**Selected text**:
▼▼▼

# Minn. Trooper Writes 205 Mph Ticket



## SOT (Jul 30, 2004)

Minnesota Trooper Writes 205 Mph Speeding Ticket to Man Riding Motorycle

The Associated Press

WABASHA, Minn. Sept. 21, 2004 — With a State Patrol airplane overhead, a motorcyclist hit the throttle and possibly set the informal record for the fastest speeding ticket in Minnesota history: 205 mph.
On Saturday afternoon, State Patrol pilot Al Loney was flying near Wabasha, in southeastern Minnesota on the Wisconsin border, watching two motorcyclists racing along U.S. Highway 61.

When one of the riders shot forward, Loney was ready with his stopwatch. He clicked it once when the motorcycle reached a white marker on the road and again a quarter-mile later. The watch read 4.39 seconds, which Loney calculated to be 205 mph.

"I was in total disbelief," Loney told the St. Paul Pioneer Press for Tuesday's editions. "I had to double-check my watch because in 27 years I'd never seen anything move that fast."

Several law enforcement sources told the newspaper that, although no official records are kept, it was probably the fastest ticket ever written in the state.

After about three-quarters of a mile, the biker slowed to about 100 mph and let the other cycle catch up. By then Loney had radioed ahead to another state trooper, who pulled the two over soon afterward.

The State Patrol officer arrested the faster rider, 20-year-old Stillwater resident Samuel Armstrong Tilley, for reckless driving, driving without a motorcycle license and driving 140 miles per hour over the posted speed limit of 65 mph.

▲▲▲

**Data shown**:
▼▼▼

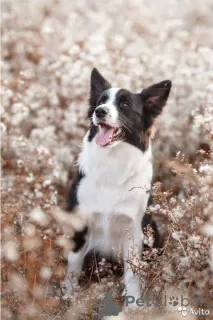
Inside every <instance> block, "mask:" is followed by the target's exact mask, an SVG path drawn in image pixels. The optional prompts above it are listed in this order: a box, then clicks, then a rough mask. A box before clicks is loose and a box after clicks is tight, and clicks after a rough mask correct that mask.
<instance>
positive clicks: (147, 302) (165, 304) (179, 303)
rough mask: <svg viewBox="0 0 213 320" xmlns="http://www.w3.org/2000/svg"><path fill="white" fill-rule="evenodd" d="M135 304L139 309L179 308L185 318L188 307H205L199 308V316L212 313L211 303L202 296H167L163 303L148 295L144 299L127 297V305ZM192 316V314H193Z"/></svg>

▲▲▲

**Problem**:
Could you copy out the article above about the 205 mph speeding ticket, word for word and in full?

**Written reply**:
# Minn. Trooper Writes 205 Mph Ticket



## SOT (Jul 30, 2004)

Minnesota Trooper Writes 205 Mph Speeding Ticket to Man Riding Motorycle

The Associated Press

WABASHA, Minn. Sept. 21, 2004 — With a State Patrol airplane overhead, a motorcyclist hit the throttle and possibly set the informal record for the fastest speeding ticket in Minnesota history: 205 mph.
On Saturday afternoon, State Patrol pilot Al Loney was flying near Wabasha, in southeastern Minnesota on the Wisconsin border, watching two motorcyclists racing along U.S. Highway 61.

When one of the riders shot forward, Loney was ready with his stopwatch. He clicked it once when the motorcycle reached a white marker on the road and again a quarter-mile later. The watch read 4.39 seconds, which Loney calculated to be 205 mph.

"I was in total disbelief," Loney told the St. Paul Pioneer Press for Tuesday's editions. "I had to double-check my watch because in 27 years I'd never seen anything move that fast."

Several law enforcement sources told the newspaper that, although no official records are kept, it was probably the fastest ticket ever written in the state.

After about three-quarters of a mile, the biker slowed to about 100 mph and let the other cycle catch up. By then Loney had radioed ahead to another state trooper, who pulled the two over soon afterward.

The State Patrol officer arrested the faster rider, 20-year-old Stillwater resident Samuel Armstrong Tilley, for reckless driving, driving without a motorcycle license and driving 140 miles per hour over the posted speed limit of 65 mph.